### Provided passage ###

DECREASING or increasing the function of a newly discovered gene in sweet corn appears to change the amount of vitamin A content created in digestion of the corn and has significant implications for reducing blindness and mortality in children in developing nations and macular degeneration in adults in the western world, according to a news release from Purdue University in West Lafayette, Ind.

The finding was made through a research collaboration led by Torbert Rocheford, an agronomy professor and holder of the Patterson Chair of Translational Genetics at Purdue, according to the news release. The finding involved the yellow corn that is familiar to consumers in most of the world and a dark orange corn that's popular in Asian and South American countries and in northern Italy, Purdue said. The orange color comes from higher levels of carotenoids, especially beta-carotene, which is converted into vitamin A during digestion, Purdue said, explaining that Rocheford is using various selection techniques to create a darker orange color and improved lines of the orange corn.

Between 250,000 and 500,000 children -- mostly in Africa and Southeast Asia -- become blind each year because of a vitamin A deficiency, and half of those children die within one year, the announcement said, citing data from the World Health Organization. Rocheford said increasing beta-carotene levels in cereal grains such as corn is an economical and promising way to address such deficiencies in developing parts of the world. He said the gene beta-carotene hydroxylase 1 (crtR-B1) alters beta-carotene in corn in a way that decreases the creation of vitamin A through digestion. This occurs through hydroxylation in which beta-carotene is converted into other carotenoids that can cut the amount of vitamin A created in half or even completely.

Accordingly, Rocheford said pulling back the activity of the crtR-B1 gene would decrease hydroxylation significantly and increase vitamin A formation to address blindness and deaths in affected children. He said work already is underway to move a favorable "weak allele" into breeding materials for corn. (An allele is a form of genetic material, i.e., a gene.) Conversely, Rocheford said "strong alleles" that increase the activity of crtR-B1 and, therefore, the hydroxylation process create more zeaxanthin. Zeaxanthin is a micronutrient that protects against macular degeneration, which is the leading reason for blindness in people over 55 years old in developed nations, according to the American Macular Degeneration Foundation. Rocheford said these findings are encouraging for addressing sight issues in both developed and developing countries. "It's like a designer gene," he said. "We can select one version for the (western) population to increase zeaxanthin and a different version to increase beta-carotene for the needs of the developing world."

###

• _What the exercise asks_: Could you carry on the article about the corn gene that affects vitamin A, starting after its final sentence? The data that comes next is separate from the article on sweet corn genes and vitamin A.

### Provided records ###

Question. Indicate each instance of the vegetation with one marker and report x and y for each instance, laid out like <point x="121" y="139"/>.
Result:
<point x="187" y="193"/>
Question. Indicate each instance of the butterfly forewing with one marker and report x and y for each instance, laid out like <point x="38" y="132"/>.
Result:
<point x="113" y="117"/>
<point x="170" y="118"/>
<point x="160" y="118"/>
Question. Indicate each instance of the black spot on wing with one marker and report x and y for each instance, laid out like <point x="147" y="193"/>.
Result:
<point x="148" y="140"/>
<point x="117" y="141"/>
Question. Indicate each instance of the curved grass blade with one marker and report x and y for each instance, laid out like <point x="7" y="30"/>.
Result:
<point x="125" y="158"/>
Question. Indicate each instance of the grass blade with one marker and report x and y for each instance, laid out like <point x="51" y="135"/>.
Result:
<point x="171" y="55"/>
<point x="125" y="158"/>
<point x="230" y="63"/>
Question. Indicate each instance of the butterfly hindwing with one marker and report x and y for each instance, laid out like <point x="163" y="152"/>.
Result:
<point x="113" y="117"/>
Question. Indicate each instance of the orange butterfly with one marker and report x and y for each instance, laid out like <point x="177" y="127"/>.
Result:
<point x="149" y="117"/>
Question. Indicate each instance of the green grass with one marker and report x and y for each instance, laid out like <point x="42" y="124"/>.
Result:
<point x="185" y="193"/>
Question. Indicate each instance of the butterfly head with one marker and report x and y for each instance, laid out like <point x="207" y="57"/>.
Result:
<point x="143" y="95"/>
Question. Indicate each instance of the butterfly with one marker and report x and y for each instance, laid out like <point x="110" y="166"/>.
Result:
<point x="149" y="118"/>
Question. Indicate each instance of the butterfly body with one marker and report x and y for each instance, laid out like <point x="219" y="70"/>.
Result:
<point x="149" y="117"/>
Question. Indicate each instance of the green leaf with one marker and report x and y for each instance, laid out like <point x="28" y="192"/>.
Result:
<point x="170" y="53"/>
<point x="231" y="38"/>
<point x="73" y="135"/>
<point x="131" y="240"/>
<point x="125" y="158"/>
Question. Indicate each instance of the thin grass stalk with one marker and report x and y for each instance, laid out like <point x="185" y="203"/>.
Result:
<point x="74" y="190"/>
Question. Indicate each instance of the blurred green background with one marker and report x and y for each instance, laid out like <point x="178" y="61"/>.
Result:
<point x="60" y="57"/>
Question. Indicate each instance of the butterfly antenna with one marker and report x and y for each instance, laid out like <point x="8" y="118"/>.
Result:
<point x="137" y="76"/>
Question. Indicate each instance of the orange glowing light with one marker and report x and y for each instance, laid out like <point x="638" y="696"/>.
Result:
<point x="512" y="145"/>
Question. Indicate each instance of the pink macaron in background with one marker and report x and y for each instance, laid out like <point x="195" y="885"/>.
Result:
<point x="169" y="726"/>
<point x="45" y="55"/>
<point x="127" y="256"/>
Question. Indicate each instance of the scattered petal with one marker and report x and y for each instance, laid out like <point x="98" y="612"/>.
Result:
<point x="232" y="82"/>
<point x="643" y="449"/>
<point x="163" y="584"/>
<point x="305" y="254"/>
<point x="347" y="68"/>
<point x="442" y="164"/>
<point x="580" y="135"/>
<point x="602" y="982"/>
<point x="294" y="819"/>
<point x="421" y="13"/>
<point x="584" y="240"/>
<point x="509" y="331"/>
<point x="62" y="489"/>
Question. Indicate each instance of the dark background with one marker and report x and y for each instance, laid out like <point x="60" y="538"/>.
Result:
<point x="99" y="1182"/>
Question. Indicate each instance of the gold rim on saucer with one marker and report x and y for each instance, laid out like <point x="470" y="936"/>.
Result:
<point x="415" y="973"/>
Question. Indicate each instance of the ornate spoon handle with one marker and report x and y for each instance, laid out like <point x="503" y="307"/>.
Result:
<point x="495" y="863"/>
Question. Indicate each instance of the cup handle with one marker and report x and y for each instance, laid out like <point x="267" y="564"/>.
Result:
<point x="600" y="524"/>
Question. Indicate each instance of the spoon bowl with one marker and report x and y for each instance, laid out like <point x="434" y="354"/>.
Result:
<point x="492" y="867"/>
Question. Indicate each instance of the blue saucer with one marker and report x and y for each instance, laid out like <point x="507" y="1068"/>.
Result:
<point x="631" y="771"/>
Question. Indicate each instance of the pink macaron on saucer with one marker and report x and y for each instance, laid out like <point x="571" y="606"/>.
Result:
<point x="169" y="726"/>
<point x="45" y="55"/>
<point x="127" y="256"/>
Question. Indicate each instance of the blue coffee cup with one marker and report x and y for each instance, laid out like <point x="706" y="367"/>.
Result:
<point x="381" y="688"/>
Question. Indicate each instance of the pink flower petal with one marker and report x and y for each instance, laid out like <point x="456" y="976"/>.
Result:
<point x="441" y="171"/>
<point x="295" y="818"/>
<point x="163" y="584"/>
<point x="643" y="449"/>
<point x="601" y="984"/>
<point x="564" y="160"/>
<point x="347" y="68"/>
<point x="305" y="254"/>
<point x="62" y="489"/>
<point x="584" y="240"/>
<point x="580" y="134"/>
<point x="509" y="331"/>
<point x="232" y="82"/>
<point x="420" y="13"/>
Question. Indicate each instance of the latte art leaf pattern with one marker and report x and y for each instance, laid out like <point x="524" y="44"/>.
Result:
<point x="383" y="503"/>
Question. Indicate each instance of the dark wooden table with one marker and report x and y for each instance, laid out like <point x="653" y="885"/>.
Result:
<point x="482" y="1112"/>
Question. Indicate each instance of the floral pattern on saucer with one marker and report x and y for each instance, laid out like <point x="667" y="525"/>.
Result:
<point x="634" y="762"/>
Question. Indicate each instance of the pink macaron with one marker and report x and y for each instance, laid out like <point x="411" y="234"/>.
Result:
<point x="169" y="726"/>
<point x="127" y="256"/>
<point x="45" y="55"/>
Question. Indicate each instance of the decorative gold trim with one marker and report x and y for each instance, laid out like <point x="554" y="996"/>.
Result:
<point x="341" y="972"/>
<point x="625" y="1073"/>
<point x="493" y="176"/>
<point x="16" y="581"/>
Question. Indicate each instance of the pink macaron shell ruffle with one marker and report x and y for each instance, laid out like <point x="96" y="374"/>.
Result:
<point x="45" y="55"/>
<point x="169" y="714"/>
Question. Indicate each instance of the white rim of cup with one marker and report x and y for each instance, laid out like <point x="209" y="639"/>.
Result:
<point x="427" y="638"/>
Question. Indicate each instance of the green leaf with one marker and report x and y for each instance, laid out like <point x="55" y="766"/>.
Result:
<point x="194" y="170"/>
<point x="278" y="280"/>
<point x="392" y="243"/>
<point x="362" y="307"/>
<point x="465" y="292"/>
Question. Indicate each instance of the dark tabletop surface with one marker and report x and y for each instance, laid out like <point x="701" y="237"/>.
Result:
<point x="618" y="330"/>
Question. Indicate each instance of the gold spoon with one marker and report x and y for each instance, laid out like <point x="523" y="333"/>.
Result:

###

• _Result_:
Purdue said Rocheford's research will continue exploring how to improve the nutrient profile of orange corn through simple visual selection as well as more advanced DNA and other analyses and will also focus on other genes that hold promise to increase "pro-vitamin A" in corn. Another challenge, according to Rocheford, will be convincing consumers to eat orange corn given that many western countries like the U.S. grow only white and yellow corn and that African countries grow only white corn.

However, he noted that there are indications in Zambia, where he recently visited, that consumers are warming to orange corn. Also, orange corn has long been popular in northern Italy to prepare polenta, a cornmeal dish. He said this suggests that developed and developing countries both can be persuaded to use orange corn. Harvest Plus and the U.S. Agency for International Development funded Rocheford's work in the collaboration. The U.S. Department of Agriculture and the National Science Foundation funded the work of other team members, including the USDA Agricultural Research Service, Boyce Thompson Research Institute, Cornell University and Michigan State University.